■ What you are asked to do ■
None of the images should appear in your copy. Transcribe the data in full.

Data records:
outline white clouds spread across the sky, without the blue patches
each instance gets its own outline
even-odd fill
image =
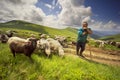
[[[105,24],[91,19],[91,7],[85,7],[84,0],[53,0],[52,5],[45,4],[50,9],[58,6],[61,9],[56,11],[58,15],[45,15],[41,8],[35,6],[37,2],[38,0],[0,0],[0,22],[25,20],[54,28],[65,28],[78,27],[82,21],[88,21],[92,29],[119,29],[118,24],[113,21]]]

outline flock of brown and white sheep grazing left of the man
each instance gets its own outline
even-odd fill
[[[9,34],[9,35],[8,35]],[[7,43],[11,50],[11,53],[15,57],[15,54],[23,53],[24,55],[31,58],[31,54],[36,51],[41,51],[48,57],[52,53],[58,53],[59,56],[64,56],[64,42],[66,41],[63,37],[46,38],[46,34],[41,34],[40,39],[35,38],[34,35],[24,39],[13,36],[13,31],[9,31],[6,34],[0,34],[0,41]]]

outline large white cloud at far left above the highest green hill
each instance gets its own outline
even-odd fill
[[[45,14],[40,8],[35,6],[35,3],[37,3],[37,0],[1,0],[1,22],[17,19],[42,23]]]

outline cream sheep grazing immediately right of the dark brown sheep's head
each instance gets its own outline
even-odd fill
[[[51,54],[50,52],[50,44],[49,42],[41,38],[40,40],[37,41],[37,50],[41,50],[43,53],[45,53],[48,57]]]

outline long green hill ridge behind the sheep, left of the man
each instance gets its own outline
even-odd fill
[[[55,28],[32,24],[32,23],[20,21],[20,20],[13,20],[6,23],[0,23],[0,29],[1,30],[8,30],[8,29],[29,30],[37,33],[45,33],[49,35],[61,35],[61,36],[72,37],[72,38],[76,38],[76,32],[77,32],[75,29],[72,29],[72,28],[55,29]]]

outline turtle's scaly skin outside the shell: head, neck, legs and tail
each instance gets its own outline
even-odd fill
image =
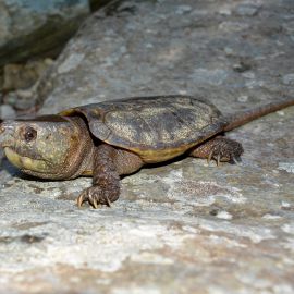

■ Finished task ■
outline white clouds spread across the sky, without the blue patches
each instance gets its own outline
even-odd fill
image =
[[[105,24],[91,19],[91,7],[85,7],[84,0],[53,0],[52,5],[45,4],[50,9],[58,6],[61,9],[56,11],[58,15],[45,15],[41,8],[35,6],[37,2],[38,0],[0,0],[0,22],[25,20],[54,28],[65,28],[78,27],[82,21],[88,21],[92,29],[119,29],[118,24],[113,21]]]

outline flock of brown and white sheep grazing left of the man
each instance gets its own outline
even-odd fill
[[[9,34],[9,35],[8,35]],[[7,43],[11,50],[11,53],[15,57],[15,54],[23,53],[24,55],[31,58],[31,54],[36,51],[41,51],[48,57],[52,53],[58,53],[59,56],[64,56],[64,42],[66,41],[63,37],[46,38],[46,34],[41,34],[40,39],[35,38],[34,35],[24,39],[13,36],[13,31],[9,31],[6,34],[0,34],[0,41]]]

outline large white cloud at far left above the highest green hill
each instance gets its own outline
even-odd fill
[[[45,14],[40,8],[35,6],[35,3],[37,3],[37,0],[1,0],[1,22],[17,19],[42,23]]]

outline cream sheep grazing immediately right of the dark brown sheep's head
each instance gets its own outline
even-odd fill
[[[51,54],[50,52],[50,44],[49,42],[41,38],[40,40],[37,41],[37,50],[41,50],[43,53],[45,53],[48,57]]]

outline long green hill ridge behind the sheep, left of the man
each instance gets its own outline
even-odd fill
[[[55,28],[32,24],[32,23],[20,21],[20,20],[13,20],[6,23],[0,23],[0,29],[1,30],[8,30],[8,29],[29,30],[37,33],[45,33],[49,35],[61,35],[61,36],[72,37],[72,38],[76,38],[76,32],[77,32],[75,29],[72,29],[72,28],[55,29]]]

outline turtle's scaly skin outside the shell: head, neck, legs and tail
each instance gets its own outline
even-odd fill
image =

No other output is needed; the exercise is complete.